*Your instructions:*
Search the records for lines with the word "query" and copy each match.

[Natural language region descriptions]
- - -

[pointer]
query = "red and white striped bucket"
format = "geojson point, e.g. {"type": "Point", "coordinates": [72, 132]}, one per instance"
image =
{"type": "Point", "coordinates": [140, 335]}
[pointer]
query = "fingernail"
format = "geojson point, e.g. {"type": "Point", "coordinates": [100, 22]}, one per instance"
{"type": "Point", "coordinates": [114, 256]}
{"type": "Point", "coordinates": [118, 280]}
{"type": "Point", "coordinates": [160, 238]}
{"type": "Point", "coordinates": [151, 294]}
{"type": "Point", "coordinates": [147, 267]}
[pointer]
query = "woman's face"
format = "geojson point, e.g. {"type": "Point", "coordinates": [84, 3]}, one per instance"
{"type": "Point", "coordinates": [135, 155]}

- - -

*Finished exercise:*
query = "red and white striped bucket"
query = "fingernail"
query = "woman's face"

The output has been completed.